**Material shown**
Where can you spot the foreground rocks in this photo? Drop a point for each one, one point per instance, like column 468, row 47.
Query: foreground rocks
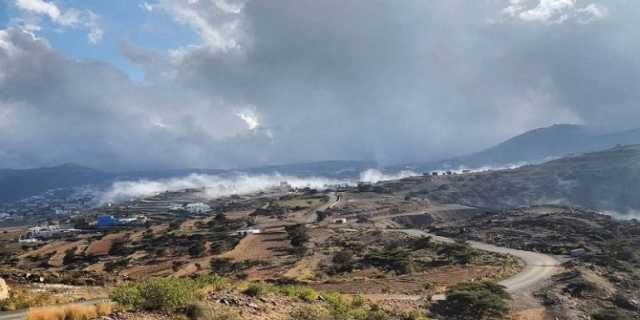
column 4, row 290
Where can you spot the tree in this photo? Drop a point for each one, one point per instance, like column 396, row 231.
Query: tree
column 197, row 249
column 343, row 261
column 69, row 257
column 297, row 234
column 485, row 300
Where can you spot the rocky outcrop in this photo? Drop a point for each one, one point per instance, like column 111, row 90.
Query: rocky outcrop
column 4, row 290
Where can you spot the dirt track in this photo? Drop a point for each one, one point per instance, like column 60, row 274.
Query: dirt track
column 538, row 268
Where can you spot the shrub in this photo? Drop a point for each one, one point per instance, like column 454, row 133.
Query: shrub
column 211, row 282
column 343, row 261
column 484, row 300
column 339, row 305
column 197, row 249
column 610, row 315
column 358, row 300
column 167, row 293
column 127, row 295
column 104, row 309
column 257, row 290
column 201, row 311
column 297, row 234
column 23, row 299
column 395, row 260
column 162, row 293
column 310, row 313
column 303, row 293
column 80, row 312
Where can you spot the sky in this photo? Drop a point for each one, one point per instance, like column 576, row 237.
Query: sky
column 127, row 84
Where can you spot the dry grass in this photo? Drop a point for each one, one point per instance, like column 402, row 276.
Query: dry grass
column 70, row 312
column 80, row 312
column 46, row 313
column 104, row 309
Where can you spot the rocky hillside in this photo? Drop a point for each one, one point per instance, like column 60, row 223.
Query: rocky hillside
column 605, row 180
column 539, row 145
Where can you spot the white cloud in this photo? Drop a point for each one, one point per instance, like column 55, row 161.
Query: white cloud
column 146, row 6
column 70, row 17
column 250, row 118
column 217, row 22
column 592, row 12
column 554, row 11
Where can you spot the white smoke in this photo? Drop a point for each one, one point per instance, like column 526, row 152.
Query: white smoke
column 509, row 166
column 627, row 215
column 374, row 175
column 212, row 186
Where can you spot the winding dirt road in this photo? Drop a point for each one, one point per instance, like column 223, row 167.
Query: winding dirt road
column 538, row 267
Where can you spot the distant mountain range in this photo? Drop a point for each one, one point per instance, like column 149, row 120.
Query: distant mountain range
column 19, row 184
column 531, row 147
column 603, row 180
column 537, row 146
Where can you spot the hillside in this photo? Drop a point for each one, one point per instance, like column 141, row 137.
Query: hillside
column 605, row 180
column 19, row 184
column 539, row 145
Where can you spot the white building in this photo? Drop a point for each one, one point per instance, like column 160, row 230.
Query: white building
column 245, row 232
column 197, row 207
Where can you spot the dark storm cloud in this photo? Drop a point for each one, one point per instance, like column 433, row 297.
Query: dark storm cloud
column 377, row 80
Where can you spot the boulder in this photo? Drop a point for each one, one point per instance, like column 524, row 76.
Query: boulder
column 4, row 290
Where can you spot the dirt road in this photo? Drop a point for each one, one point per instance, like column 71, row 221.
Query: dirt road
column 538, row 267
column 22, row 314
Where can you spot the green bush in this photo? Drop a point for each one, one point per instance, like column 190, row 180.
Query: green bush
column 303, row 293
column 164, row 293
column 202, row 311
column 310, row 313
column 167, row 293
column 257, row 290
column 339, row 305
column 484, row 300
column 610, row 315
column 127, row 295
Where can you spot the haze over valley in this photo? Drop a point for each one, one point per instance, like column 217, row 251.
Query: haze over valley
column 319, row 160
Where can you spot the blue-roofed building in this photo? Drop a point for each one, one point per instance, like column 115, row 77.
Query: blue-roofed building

**Problem statement**
Reproduce, character for character, the lines of the records above from the line containing "Where can you spot the white smoke" up to and including the line containing "column 197, row 207".

**Reply to the task**
Where can you spot the white smoke in this photo? Drop a point for each one, one point per instance, like column 526, row 152.
Query: white smoke
column 509, row 166
column 627, row 215
column 374, row 175
column 212, row 186
Where can you spot the winding dirt road in this photo? Drop a point for each one, one point per instance, like column 223, row 167.
Query: winding dirt road
column 538, row 267
Where can you spot the distant mountain range in this photo? Drop a point for each one, one point per instance, like column 149, row 120.
Query: distant mountain range
column 19, row 184
column 531, row 147
column 603, row 180
column 537, row 146
Where can you spot the hillside in this photo? Drop a point for each one, one point per instance, like column 141, row 137.
Query: hillside
column 605, row 180
column 19, row 184
column 539, row 145
Where can you spot the white building in this photo? Drop a point for each one, one point per instance, like column 160, row 230.
Query: white building
column 245, row 232
column 197, row 207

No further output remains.